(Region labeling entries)

- - - - - - -

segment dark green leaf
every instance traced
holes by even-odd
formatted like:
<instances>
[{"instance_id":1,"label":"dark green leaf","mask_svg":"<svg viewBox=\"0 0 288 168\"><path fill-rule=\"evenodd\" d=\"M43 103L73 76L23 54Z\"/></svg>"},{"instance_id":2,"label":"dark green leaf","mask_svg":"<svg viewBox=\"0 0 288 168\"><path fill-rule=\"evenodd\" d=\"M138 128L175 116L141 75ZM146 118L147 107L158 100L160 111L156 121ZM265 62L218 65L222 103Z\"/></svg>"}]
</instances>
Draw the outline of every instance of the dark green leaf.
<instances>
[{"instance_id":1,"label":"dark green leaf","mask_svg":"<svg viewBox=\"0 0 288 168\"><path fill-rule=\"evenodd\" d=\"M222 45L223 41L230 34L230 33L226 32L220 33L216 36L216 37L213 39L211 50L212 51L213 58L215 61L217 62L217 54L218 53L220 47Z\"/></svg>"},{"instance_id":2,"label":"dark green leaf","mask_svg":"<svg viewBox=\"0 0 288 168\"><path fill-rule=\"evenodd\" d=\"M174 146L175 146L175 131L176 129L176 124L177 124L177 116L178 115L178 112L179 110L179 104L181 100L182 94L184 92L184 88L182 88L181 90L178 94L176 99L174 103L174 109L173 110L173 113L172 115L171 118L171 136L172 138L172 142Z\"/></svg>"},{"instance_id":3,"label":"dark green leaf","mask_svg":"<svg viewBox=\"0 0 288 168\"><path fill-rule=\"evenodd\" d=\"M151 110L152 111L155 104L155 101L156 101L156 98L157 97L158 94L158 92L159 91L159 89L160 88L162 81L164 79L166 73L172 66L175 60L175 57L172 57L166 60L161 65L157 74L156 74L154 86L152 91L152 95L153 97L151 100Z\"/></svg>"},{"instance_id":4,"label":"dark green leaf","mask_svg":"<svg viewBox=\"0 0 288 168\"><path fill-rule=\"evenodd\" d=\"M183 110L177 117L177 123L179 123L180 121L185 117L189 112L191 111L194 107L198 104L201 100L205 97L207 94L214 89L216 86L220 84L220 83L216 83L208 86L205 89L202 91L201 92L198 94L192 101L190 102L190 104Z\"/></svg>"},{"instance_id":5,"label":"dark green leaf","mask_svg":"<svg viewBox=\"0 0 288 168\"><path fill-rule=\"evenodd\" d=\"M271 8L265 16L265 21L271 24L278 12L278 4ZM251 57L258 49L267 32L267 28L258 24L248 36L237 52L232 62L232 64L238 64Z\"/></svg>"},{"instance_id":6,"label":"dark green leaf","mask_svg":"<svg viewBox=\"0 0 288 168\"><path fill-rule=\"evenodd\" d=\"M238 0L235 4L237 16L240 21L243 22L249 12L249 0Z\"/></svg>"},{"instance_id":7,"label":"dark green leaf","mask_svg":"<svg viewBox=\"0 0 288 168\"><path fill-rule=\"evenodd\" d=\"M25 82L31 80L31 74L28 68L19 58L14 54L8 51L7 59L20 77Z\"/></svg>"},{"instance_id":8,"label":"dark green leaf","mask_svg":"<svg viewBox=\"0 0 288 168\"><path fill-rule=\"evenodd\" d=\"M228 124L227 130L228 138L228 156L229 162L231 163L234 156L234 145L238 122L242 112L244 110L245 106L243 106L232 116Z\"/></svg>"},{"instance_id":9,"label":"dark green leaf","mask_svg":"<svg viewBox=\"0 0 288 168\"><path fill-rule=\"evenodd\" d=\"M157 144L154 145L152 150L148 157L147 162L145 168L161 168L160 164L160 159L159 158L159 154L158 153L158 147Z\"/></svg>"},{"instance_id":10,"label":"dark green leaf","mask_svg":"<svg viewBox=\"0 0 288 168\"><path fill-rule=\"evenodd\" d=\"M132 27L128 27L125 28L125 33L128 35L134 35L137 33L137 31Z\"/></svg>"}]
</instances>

- - - - - - -

> WHAT THIS TASK INVOLVES:
Once more, set down the full listing, verbatim.

> WRITTEN RESPONSE:
segment dark green leaf
every instance traced
holes by even-odd
formatted like:
<instances>
[{"instance_id":1,"label":"dark green leaf","mask_svg":"<svg viewBox=\"0 0 288 168\"><path fill-rule=\"evenodd\" d=\"M43 103L73 76L23 54Z\"/></svg>"},{"instance_id":2,"label":"dark green leaf","mask_svg":"<svg viewBox=\"0 0 288 168\"><path fill-rule=\"evenodd\" d=\"M138 128L175 116L141 75ZM146 118L147 107L158 100L160 111L156 121ZM265 62L218 65L222 103Z\"/></svg>"}]
</instances>
Draw the outline of every instance of the dark green leaf.
<instances>
[{"instance_id":1,"label":"dark green leaf","mask_svg":"<svg viewBox=\"0 0 288 168\"><path fill-rule=\"evenodd\" d=\"M222 45L223 41L230 34L230 33L226 32L220 33L216 36L216 37L213 39L211 50L212 51L213 58L215 61L217 62L217 54L218 53L220 47Z\"/></svg>"},{"instance_id":2,"label":"dark green leaf","mask_svg":"<svg viewBox=\"0 0 288 168\"><path fill-rule=\"evenodd\" d=\"M174 146L175 146L175 131L176 129L176 124L177 124L177 116L178 115L178 112L179 110L179 104L181 100L182 94L184 92L184 88L182 88L181 90L178 94L176 99L174 103L174 109L173 110L173 113L172 115L171 118L171 136L172 138L172 142Z\"/></svg>"},{"instance_id":3,"label":"dark green leaf","mask_svg":"<svg viewBox=\"0 0 288 168\"><path fill-rule=\"evenodd\" d=\"M151 110L152 111L155 104L155 101L156 101L156 98L157 97L158 94L158 92L159 91L159 89L160 88L162 81L164 79L166 73L172 66L175 60L175 57L172 57L166 60L161 65L157 74L156 74L154 86L152 91L152 95L153 97L151 100Z\"/></svg>"},{"instance_id":4,"label":"dark green leaf","mask_svg":"<svg viewBox=\"0 0 288 168\"><path fill-rule=\"evenodd\" d=\"M183 110L177 117L177 123L179 123L180 121L185 117L189 112L191 111L194 107L198 104L201 100L205 97L207 94L214 89L216 86L220 84L220 83L216 83L208 86L205 89L202 91L201 92L198 94L192 101L190 102L190 104Z\"/></svg>"},{"instance_id":5,"label":"dark green leaf","mask_svg":"<svg viewBox=\"0 0 288 168\"><path fill-rule=\"evenodd\" d=\"M271 8L265 16L265 21L271 24L278 12L278 4ZM251 57L258 49L267 32L267 28L258 24L248 36L237 52L232 62L232 64L238 64Z\"/></svg>"},{"instance_id":6,"label":"dark green leaf","mask_svg":"<svg viewBox=\"0 0 288 168\"><path fill-rule=\"evenodd\" d=\"M238 0L235 4L237 16L240 21L243 22L249 12L249 0Z\"/></svg>"},{"instance_id":7,"label":"dark green leaf","mask_svg":"<svg viewBox=\"0 0 288 168\"><path fill-rule=\"evenodd\" d=\"M25 82L31 80L31 74L28 68L19 58L14 54L8 51L7 59L20 77Z\"/></svg>"},{"instance_id":8,"label":"dark green leaf","mask_svg":"<svg viewBox=\"0 0 288 168\"><path fill-rule=\"evenodd\" d=\"M228 124L227 130L228 138L228 156L229 162L231 163L234 156L234 145L238 122L242 112L244 110L245 106L243 106L232 116Z\"/></svg>"},{"instance_id":9,"label":"dark green leaf","mask_svg":"<svg viewBox=\"0 0 288 168\"><path fill-rule=\"evenodd\" d=\"M157 144L154 145L152 150L148 157L147 162L145 168L161 168L160 164L160 159L159 158L159 154L158 153L158 147Z\"/></svg>"},{"instance_id":10,"label":"dark green leaf","mask_svg":"<svg viewBox=\"0 0 288 168\"><path fill-rule=\"evenodd\" d=\"M132 27L128 27L125 28L125 33L128 35L134 35L137 33L137 31Z\"/></svg>"}]
</instances>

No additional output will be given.